Format every line of the records below as a JSON list of strings, one string per line, with blank lines and the picture lines left out.

** START OF DATASET CONTENT **

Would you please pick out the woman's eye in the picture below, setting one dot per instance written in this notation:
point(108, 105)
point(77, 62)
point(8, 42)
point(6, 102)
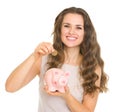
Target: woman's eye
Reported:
point(79, 28)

** END OF DATASET CONTENT **

> **EXERCISE OUTPUT**
[
  "Would you please pick out the woman's eye in the picture below, setting one dot per instance written in this notation:",
  "point(108, 105)",
  "point(77, 62)",
  "point(8, 42)",
  "point(6, 102)",
  "Target: woman's eye",
  "Reported:",
  "point(79, 28)"
]